Just going to provide you a rough guide with some examples of how you can build predictive models in JMP, specifically for agricultural yields. As I just mentioned, you can use this for any predictive process you're trying to achieve. The specific problem here is early accurate predictions of crop yield is very important for business decision-making in agriculture. One problem that makes that difficult to achieve is, there's a lot of variation year to year in sugar beet yield and quality. This variation is actually increasing over time in frequency and severity, which makes it harder to predict. The use of applications like JMP for their predictive capabilities are increasingly important and necessary to accurately predict yields.
One of the main reasons the variation seems to be increasing is climate change. As we'll see here, I just wanted to give you an overview of sugar beet farming. When I say yield, what does that exactly mean? Here's a sugar beet, and there's two aspects to this. The first one is the size of the sugar beet. Here you can see it says the cleaned root weight. As you can see on that beet, there is some dirt. It's then cleaned, and the size of that beet in weight is one component of the yield.

-*-

Instructions »
A) In the sugar beet yield passage, repeat everything from "One of the main" down to "of the yield.".
B) According to the sugar beet yield passage, what is one of the main reasons the variation in yield seems to be increasing?

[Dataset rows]
-*-

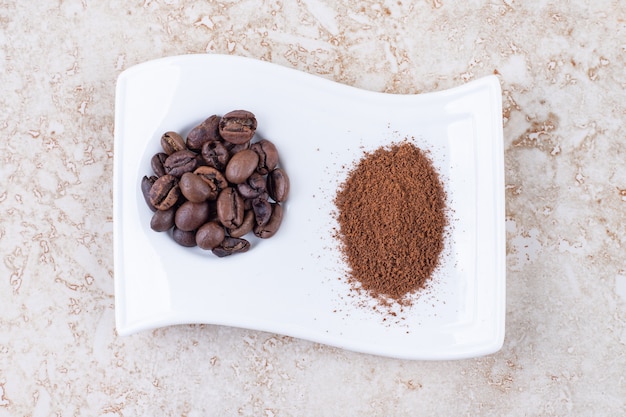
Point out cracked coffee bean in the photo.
[219,110,257,145]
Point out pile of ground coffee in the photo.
[335,141,447,304]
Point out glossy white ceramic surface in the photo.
[114,55,505,359]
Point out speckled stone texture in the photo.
[0,0,626,417]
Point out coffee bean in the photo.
[219,110,257,145]
[252,197,272,226]
[202,140,230,171]
[178,172,212,203]
[194,166,228,200]
[141,175,157,211]
[150,174,180,210]
[213,237,250,258]
[267,168,289,203]
[174,201,210,232]
[224,141,250,158]
[254,203,283,239]
[150,207,176,232]
[161,132,185,155]
[172,226,196,248]
[163,149,198,178]
[228,210,255,237]
[150,152,168,177]
[196,222,226,250]
[187,115,220,151]
[237,172,267,199]
[250,139,278,175]
[224,149,259,184]
[141,110,290,257]
[217,187,244,229]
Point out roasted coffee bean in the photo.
[213,237,250,258]
[202,140,230,171]
[163,149,198,178]
[194,166,228,200]
[267,168,289,203]
[252,197,272,226]
[250,139,278,175]
[254,203,283,239]
[228,210,255,237]
[178,172,212,203]
[161,132,185,155]
[219,110,257,145]
[141,175,157,211]
[224,149,259,184]
[150,207,176,232]
[196,222,226,250]
[224,141,250,157]
[237,172,267,199]
[187,115,220,151]
[217,187,244,229]
[174,201,210,232]
[150,174,180,210]
[141,110,290,257]
[150,152,168,177]
[172,226,196,248]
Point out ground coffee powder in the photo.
[335,141,447,305]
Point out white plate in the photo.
[114,55,505,359]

-*-

Per-task answers »
A)
One of the main reasons the variation seems to be increasing is climate change. As we'll see here, I just wanted to give you an overview of sugar beet farming. When I say yield, what does that exactly mean? Here's a sugar beet, and there's two aspects to this. The first one is the size of the sugar beet. Here you can see it says the cleaned root weight. As you can see on that beet, there is some dirt. It's then cleaned, and the size of that beet in weight is one component of the yield.

B) Climate change.